SELECTED EXCERPT
Where are the swains, who, daily labour done,
With rural games play’d down the setting sun;
Who struck with matchless force the bounding ball,
Or made the pond’rous quoit obliquely fall;…
Where now are these? Beneath yon cliff they stand,
To show the freighten pinnace where to land,
To load the ready steed with guilty haste,
To fly in terror o’er the pathless waste,
Or, when detected, in their straggling course,
To foil their foes by cunning or by force;
Or, yielding part (which equal knaves demand),
To gain a lawless passport through the land.

It is obvious whom to believe, but more than that, Crabbe’s verse is superior in every detail. His couplets are firm where Goldsmith’s are flabby. He eschews, except to mock, the clichés of the period, where Goldsmith indulges in them. “Swains” and “gambols” and “shades” that were already tired by the time Milton used them in Lycidas a century and a half before. There is nothing else especially rural about Goldsmith’s details; he seems to be viewing his subject from an immense distance, as, in fact, he is.

The Deserted Village lives, briefly, when he forgets that he is supposed to be apotheosizing the villagers and begins to satirize them instead. Thirty dull lines on the virtues of the minister, and then this:

The village all declared how much he knew;
‘Twas certain he could write, and cipher too;
Lands he could measure, terms and tides presage,
And e’en the story ran that he could gauge.
In arguing too, the parson own’d his skill,
For e’en though vanquished, he could argue still;
While words of learned length and thundering sound
Amazed the gazing rustics rang’d around;
And still they gazed, and still the wonder grew
That one small head could carry all he knew.

I know bloggers like that. I may even be one. Goldsmith’s characterization of the “parlour splendours” of the “village statesmen” is also very sharp:

While broken teacups, wisely kept for show,
Rang’d o’er the chimney, glisten’d in a row.

These are the best lines in The Deserted Village. It is a poor harvest from a 400-line poem that has been in the canon for more than two centuries.

Crabbe’s village minister, on the other hand, is unforgettable:

And doth not he, the pious man, appear,
He, “passing rich with forty pounds a year?” [the quote is from Goldsmith]
Ah! no; a shepherd of a different stock,
And far unlike him, feeds this little flock:
A jovial youth, who thinks his Sunday’s task
As much as God or man can fairly ask;
The rest he gives to loves and labours light,
To fields the morning, and to feasts the night;
None better skill’d the noisy pack to guide,
To urge their chase, to cheer them or to chide,
A sportsman keen, he shoots through half the day,
And, skill’d at whist, devotes the night to play.

His village doctor is better still, or worse:

Anon, a figure enters, quaintly neat,
All pride and business, bustle and conceit;
With looks unaltered by these scenes of wo,
With speed that, entering, speaks his haste to go,
He bids the gazing throng around him fly,
And carries fate and physic in his eye:
A potent quack, long versed in human ills,
Who first insults the victim whom he kills;
Whose murd’rous hand a drowsy Bench protect,
And whose most tender mercy is neglect.

RAW DATA
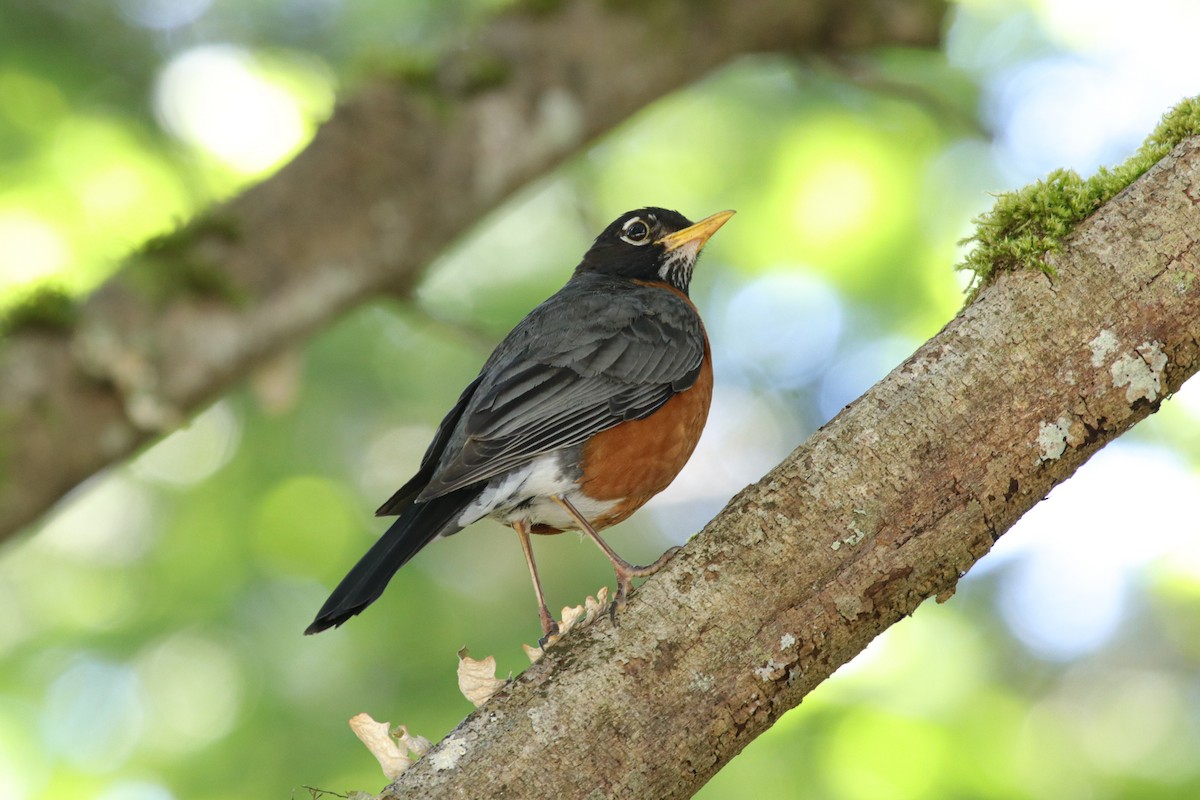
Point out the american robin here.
[305,207,733,638]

TASK LIST
• a. In the passage comparing Crabbe and Goldsmith, swap "jovial" for "merry" and write out the part starting at "Crabbe’s village minister, on" and ending at "night to play.".
• b. Which words does the passage comparing Crabbe and Goldsmith give as examples of the period's clichés? List all of them.

OUTPUTS BY TASK
• a.
Crabbe’s village minister, on the other hand, is unforgettable:

And doth not he, the pious man, appear,
He, “passing rich with forty pounds a year?” [the quote is from Goldsmith]
Ah! no; a shepherd of a different stock,
And far unlike him, feeds this little flock:
A merry youth, who thinks his Sunday’s task
As much as God or man can fairly ask;
The rest he gives to loves and labours light,
To fields the morning, and to feasts the night;
None better skill’d the noisy pack to guide,
To urge their chase, to cheer them or to chide,
A sportsman keen, he shoots through half the day,
And, skill’d at whist, devotes the night to play.

• b.
- swains
- gambols
- shades